▶ REQUIREMENT: Although the entries contain pictures, your copy should hold only their exact text.
BEGIN
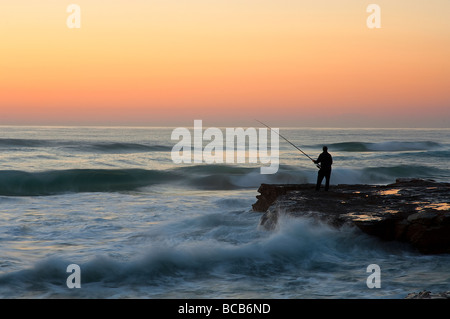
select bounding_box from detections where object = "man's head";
[323,146,328,152]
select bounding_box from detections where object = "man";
[313,146,333,191]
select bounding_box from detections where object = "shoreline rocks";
[252,178,450,254]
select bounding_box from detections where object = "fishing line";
[256,120,320,169]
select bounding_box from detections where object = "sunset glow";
[1,1,449,127]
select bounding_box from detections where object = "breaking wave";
[0,138,172,153]
[326,141,442,152]
[4,138,442,154]
[0,215,407,298]
[332,165,446,185]
[0,169,179,196]
[0,163,445,196]
[0,166,301,196]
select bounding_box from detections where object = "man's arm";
[314,154,322,164]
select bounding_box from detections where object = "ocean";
[0,125,449,299]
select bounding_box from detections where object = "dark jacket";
[316,152,333,170]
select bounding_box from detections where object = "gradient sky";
[1,0,449,127]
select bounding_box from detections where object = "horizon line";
[0,123,449,130]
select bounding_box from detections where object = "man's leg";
[316,170,325,191]
[324,169,331,191]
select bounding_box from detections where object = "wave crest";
[327,141,442,152]
[0,138,172,153]
[0,169,177,196]
[0,163,445,196]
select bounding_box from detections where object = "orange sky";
[0,1,449,127]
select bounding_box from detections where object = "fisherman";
[256,121,333,189]
[313,146,333,191]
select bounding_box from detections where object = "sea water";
[0,126,449,298]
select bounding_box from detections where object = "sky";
[0,0,449,127]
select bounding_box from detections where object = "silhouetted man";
[313,146,333,191]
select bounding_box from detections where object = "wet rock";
[252,179,450,254]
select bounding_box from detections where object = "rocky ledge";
[252,178,450,254]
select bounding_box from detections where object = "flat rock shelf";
[252,178,450,255]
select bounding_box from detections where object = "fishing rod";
[256,120,321,169]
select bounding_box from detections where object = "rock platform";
[252,178,450,254]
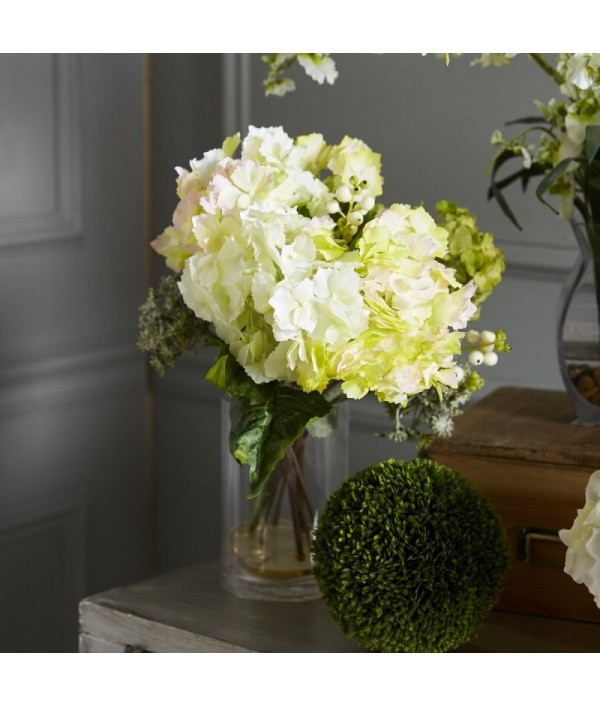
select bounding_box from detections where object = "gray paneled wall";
[0,55,147,651]
[149,55,226,573]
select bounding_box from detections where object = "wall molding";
[0,493,88,651]
[0,54,83,250]
[500,239,577,277]
[0,342,142,419]
[222,54,252,138]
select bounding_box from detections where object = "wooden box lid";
[430,386,600,469]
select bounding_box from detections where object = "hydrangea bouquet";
[139,126,506,504]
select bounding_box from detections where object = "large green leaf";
[206,352,332,497]
[205,353,271,402]
[230,384,332,498]
[586,125,600,164]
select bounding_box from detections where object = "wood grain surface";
[430,386,600,468]
[79,561,600,653]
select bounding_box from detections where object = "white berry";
[359,196,375,211]
[336,185,352,203]
[468,350,484,366]
[480,330,496,345]
[466,330,480,344]
[348,211,364,226]
[483,351,498,367]
[326,201,339,214]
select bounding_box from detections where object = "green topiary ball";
[312,458,509,652]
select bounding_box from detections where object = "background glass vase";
[558,221,600,425]
[221,399,349,601]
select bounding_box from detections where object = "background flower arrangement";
[262,54,600,227]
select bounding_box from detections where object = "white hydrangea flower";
[328,136,383,201]
[178,236,254,343]
[241,125,295,167]
[565,53,595,90]
[189,148,228,188]
[559,470,600,610]
[287,133,327,171]
[297,54,338,86]
[201,160,278,215]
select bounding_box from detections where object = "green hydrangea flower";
[436,200,505,317]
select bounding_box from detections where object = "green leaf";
[535,157,584,212]
[488,183,522,230]
[486,163,547,199]
[205,353,270,402]
[490,148,520,178]
[488,151,522,229]
[505,116,548,126]
[206,352,332,497]
[230,385,332,498]
[586,125,600,164]
[222,132,241,158]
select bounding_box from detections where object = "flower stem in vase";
[563,216,600,412]
[231,434,315,579]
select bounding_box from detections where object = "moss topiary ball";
[312,458,509,652]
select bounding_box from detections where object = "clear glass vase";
[558,220,600,425]
[220,399,349,601]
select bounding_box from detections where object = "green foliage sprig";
[381,367,484,450]
[137,275,220,376]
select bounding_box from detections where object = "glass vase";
[557,220,600,425]
[221,399,349,601]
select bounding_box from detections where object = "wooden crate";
[426,386,600,624]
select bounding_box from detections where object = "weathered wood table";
[79,561,600,652]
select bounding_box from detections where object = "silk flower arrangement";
[138,126,506,502]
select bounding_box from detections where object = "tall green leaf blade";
[490,148,519,178]
[489,183,522,230]
[487,149,525,229]
[506,116,548,125]
[586,125,600,164]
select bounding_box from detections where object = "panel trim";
[0,54,83,249]
[0,493,88,651]
[0,342,142,418]
[222,54,252,137]
[501,239,577,276]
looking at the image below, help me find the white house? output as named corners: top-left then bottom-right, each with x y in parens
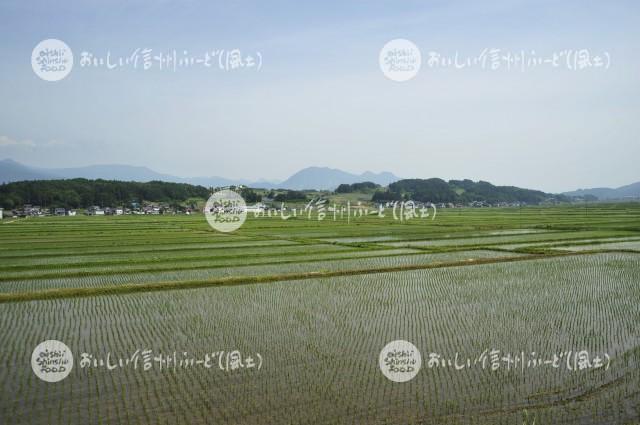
top-left (245, 204), bottom-right (266, 213)
top-left (87, 206), bottom-right (105, 215)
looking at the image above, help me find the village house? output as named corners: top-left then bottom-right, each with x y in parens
top-left (21, 204), bottom-right (43, 216)
top-left (244, 204), bottom-right (266, 213)
top-left (144, 206), bottom-right (160, 215)
top-left (86, 206), bottom-right (105, 215)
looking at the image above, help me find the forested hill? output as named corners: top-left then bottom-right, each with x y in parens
top-left (0, 179), bottom-right (210, 209)
top-left (0, 177), bottom-right (571, 210)
top-left (372, 178), bottom-right (569, 204)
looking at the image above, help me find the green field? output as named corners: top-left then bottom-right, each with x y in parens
top-left (0, 204), bottom-right (639, 424)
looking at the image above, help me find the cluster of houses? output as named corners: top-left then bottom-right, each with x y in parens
top-left (85, 204), bottom-right (193, 215)
top-left (378, 201), bottom-right (528, 209)
top-left (4, 204), bottom-right (75, 218)
top-left (0, 198), bottom-right (558, 220)
top-left (2, 203), bottom-right (193, 218)
top-left (436, 201), bottom-right (527, 208)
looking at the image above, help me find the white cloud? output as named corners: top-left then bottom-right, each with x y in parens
top-left (0, 136), bottom-right (67, 148)
top-left (0, 135), bottom-right (35, 147)
top-left (42, 139), bottom-right (66, 147)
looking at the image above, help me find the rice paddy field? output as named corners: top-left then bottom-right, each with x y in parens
top-left (0, 203), bottom-right (639, 424)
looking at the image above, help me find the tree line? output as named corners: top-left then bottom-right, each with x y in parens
top-left (371, 178), bottom-right (568, 204)
top-left (0, 179), bottom-right (210, 209)
top-left (335, 181), bottom-right (380, 193)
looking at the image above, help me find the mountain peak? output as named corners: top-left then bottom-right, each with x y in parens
top-left (278, 167), bottom-right (399, 190)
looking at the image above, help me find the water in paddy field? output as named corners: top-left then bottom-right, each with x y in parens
top-left (1, 207), bottom-right (639, 424)
top-left (0, 253), bottom-right (638, 424)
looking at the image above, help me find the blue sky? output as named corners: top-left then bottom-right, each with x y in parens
top-left (0, 0), bottom-right (638, 192)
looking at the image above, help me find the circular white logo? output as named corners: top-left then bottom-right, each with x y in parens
top-left (31, 39), bottom-right (74, 82)
top-left (379, 39), bottom-right (421, 82)
top-left (31, 340), bottom-right (73, 382)
top-left (204, 189), bottom-right (247, 233)
top-left (379, 339), bottom-right (421, 382)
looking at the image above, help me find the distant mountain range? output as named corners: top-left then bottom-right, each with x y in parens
top-left (562, 183), bottom-right (640, 200)
top-left (0, 159), bottom-right (255, 188)
top-left (2, 159), bottom-right (638, 199)
top-left (0, 159), bottom-right (400, 191)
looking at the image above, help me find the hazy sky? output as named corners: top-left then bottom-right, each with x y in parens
top-left (0, 0), bottom-right (638, 192)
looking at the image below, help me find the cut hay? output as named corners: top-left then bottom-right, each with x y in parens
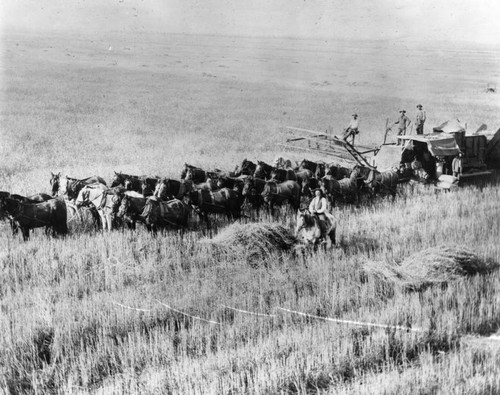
END
▶ OUTPUT FOR THIS EXERCISE:
select bounding_box from detections where object = "man's head";
[323,146,328,152]
select bounding_box from detections where object = "man";
[313,146,333,191]
select bounding_box from detections where object = "shoreline rocks";
[252,178,450,254]
select bounding_box from detections where object = "fishing line";
[256,120,320,169]
select bounding_box from detections where object = "sunset glow";
[1,1,449,127]
select bounding_box from detections where object = "breaking wave";
[0,138,172,153]
[326,141,442,152]
[4,138,442,154]
[0,215,407,298]
[332,165,446,185]
[0,169,179,196]
[0,163,445,196]
[0,166,301,196]
select bounding_box from detections where object = "man's arm";
[314,154,322,164]
select bounding_box from detections where object = "ocean";
[0,125,449,299]
select bounding_box from detections where object = "dark jacket";
[316,152,333,170]
select bounding_box from detections where object = "gradient sky";
[1,0,449,127]
select bounding_box from detections where object = "horizon line";
[0,123,449,130]
select bounding_box from detections where object = "man's leg";
[316,170,325,191]
[324,169,331,191]
select bounding_box from detections where object = "wave crest";
[327,141,442,152]
[0,138,172,153]
[0,169,177,196]
[0,163,445,196]
select bounding_box from detections where object = "orange sky";
[0,1,449,127]
select bounding_box from detections where object = "fisherman";
[256,121,333,189]
[313,146,333,191]
select bounding_box from detections where object = "sea water";
[0,126,449,298]
select bounding_box from detections where object = "sky";
[0,0,449,127]
select bounding_box from detections where object = "silhouetted man";
[313,146,333,191]
select bounding_box from detections where object = "wet rock";
[252,179,450,254]
select bounding_box from detections where object = "rocky ledge";
[252,178,450,254]
select bounding_box from detections where object = "flat rock shelf";
[252,178,450,255]
select bounding_box from detections where object = "fishing rod";
[256,120,321,169]
select bounding_box from detections where object = "rock platform";
[252,178,450,254]
select bounding_box from detections where object = "gray paneled wall";
[0,55,147,651]
[149,55,226,573]
select bounding_box from detections where object = "wall molding";
[0,493,88,651]
[0,54,83,250]
[500,239,577,277]
[0,342,142,419]
[222,54,252,138]
select bounding_box from detections where object = "wooden box lid";
[430,386,600,469]
select bounding_box from detections where object = "hydrangea bouquet";
[139,126,506,504]
select bounding_box from detections where object = "large green leaf";
[206,352,332,497]
[205,353,271,402]
[230,384,332,498]
[586,125,600,164]
select bounding_box from detections where object = "wood grain surface";
[430,386,600,468]
[79,561,600,653]
select bounding_box from detections where object = "white berry";
[359,196,375,211]
[336,185,352,203]
[468,350,484,366]
[480,330,496,345]
[466,330,480,344]
[348,211,364,226]
[483,351,498,367]
[326,201,339,214]
select bounding_box from detections where object = "green topiary ball";
[312,458,509,652]
select bounding_box from detections where object = "background glass vase";
[558,221,600,425]
[221,399,349,601]
select bounding_box from detections where object = "background flower arrangement";
[262,54,600,227]
select bounding_box from detections where object = "white hydrangea flower";
[328,136,383,201]
[178,236,254,343]
[241,125,295,167]
[565,53,595,90]
[189,148,228,188]
[559,470,600,610]
[287,133,327,171]
[297,54,338,86]
[201,160,278,215]
select bounding_box from detections where object = "green hydrangea flower";
[436,200,505,317]
select bounding_box from detections where object = "green leaf";
[535,157,584,212]
[488,183,522,230]
[486,163,547,199]
[205,353,270,402]
[490,148,520,178]
[488,151,522,229]
[505,116,548,126]
[206,352,332,497]
[230,385,332,498]
[586,125,600,164]
[222,132,241,158]
select bounding_box from detections where object = "flower stem in vase";
[563,216,600,412]
[231,434,315,579]
select bounding_box from detections where object = "moss topiary ball";
[312,458,509,652]
select bounding_box from detections where object = "clear glass vase";
[558,220,600,425]
[220,399,349,601]
select bounding_box from detections where object = "green foliage sprig";
[381,367,484,450]
[137,275,220,376]
select bounding_box from detections where object = "glass vase";
[557,220,600,425]
[221,399,349,601]
select bounding_box from detections where object = "wooden crate";
[426,386,600,624]
select bounding_box from detections where object = "weathered wood table";
[79,561,600,652]
select bounding_box from detections where object = "silk flower arrangement";
[138,126,506,502]
select bounding_box from detections where object = "tall green leaf blade";
[490,148,519,178]
[489,183,522,230]
[487,149,525,229]
[506,116,548,125]
[586,125,600,164]
select bounding_box from detections where object = "panel trim";
[0,54,83,249]
[0,493,88,651]
[0,342,142,418]
[222,54,252,137]
[501,239,577,276]
looking at the image below, help me find the white house? output as named corners: top-left then bottom-right, each with x y in parens
top-left (245, 204), bottom-right (266, 213)
top-left (87, 206), bottom-right (105, 215)
looking at the image above, help me find the village house? output as named corners: top-left then bottom-right, each with x y in parens
top-left (21, 204), bottom-right (43, 216)
top-left (244, 204), bottom-right (266, 213)
top-left (144, 206), bottom-right (160, 215)
top-left (86, 206), bottom-right (105, 215)
looking at the image above, help me find the forested hill? output as named corners: top-left then bottom-right, each with x y in parens
top-left (0, 179), bottom-right (210, 209)
top-left (0, 177), bottom-right (571, 210)
top-left (372, 178), bottom-right (569, 204)
looking at the image above, help me find the green field? output as named corners: top-left then bottom-right, each with x y in parens
top-left (0, 204), bottom-right (639, 424)
looking at the image above, help me find the cluster of houses? output as named corners: top-left then bottom-right, each with x y in parens
top-left (85, 204), bottom-right (193, 215)
top-left (378, 201), bottom-right (528, 209)
top-left (4, 204), bottom-right (75, 218)
top-left (0, 198), bottom-right (558, 220)
top-left (2, 203), bottom-right (193, 218)
top-left (436, 201), bottom-right (527, 208)
looking at the image above, help me find the white cloud? output as named corners: top-left then bottom-right, each with x y in parens
top-left (0, 136), bottom-right (67, 148)
top-left (0, 135), bottom-right (35, 147)
top-left (42, 139), bottom-right (66, 147)
looking at the image above, help me find the rice paddy field? output as named corners: top-left then bottom-right, each with x y in parens
top-left (0, 203), bottom-right (639, 424)
looking at the image above, help me find the tree line? output as named corners: top-left then bottom-right, each with x y in parens
top-left (371, 178), bottom-right (568, 204)
top-left (0, 179), bottom-right (210, 209)
top-left (335, 181), bottom-right (380, 193)
looking at the image above, help me find the mountain peak? output as named corners: top-left then bottom-right, each with x y in parens
top-left (278, 167), bottom-right (399, 190)
looking at the image above, help me find the water in paddy field? output as named corners: top-left then bottom-right, each with x y in parens
top-left (1, 207), bottom-right (639, 424)
top-left (0, 253), bottom-right (638, 424)
looking at the image above, help me find the blue sky? output as named corners: top-left then bottom-right, each with x y in parens
top-left (0, 0), bottom-right (638, 192)
looking at the image above, help me find the circular white logo? output as named corners: top-left then bottom-right, each with x y in parens
top-left (31, 39), bottom-right (74, 82)
top-left (379, 39), bottom-right (421, 82)
top-left (31, 340), bottom-right (73, 382)
top-left (204, 189), bottom-right (247, 233)
top-left (379, 339), bottom-right (421, 382)
looking at the image above, help me find the distant mountain range? output as named corners: top-left then bottom-right, each with x y in parens
top-left (562, 183), bottom-right (640, 200)
top-left (0, 159), bottom-right (255, 188)
top-left (2, 159), bottom-right (638, 199)
top-left (0, 159), bottom-right (400, 191)
looking at the image above, help me find the hazy sky? output as named corners: top-left then bottom-right, each with x y in parens
top-left (0, 0), bottom-right (638, 192)
looking at the image below, help me find the cut hay? output as named corners: top-left then bottom-right, each with x y in parens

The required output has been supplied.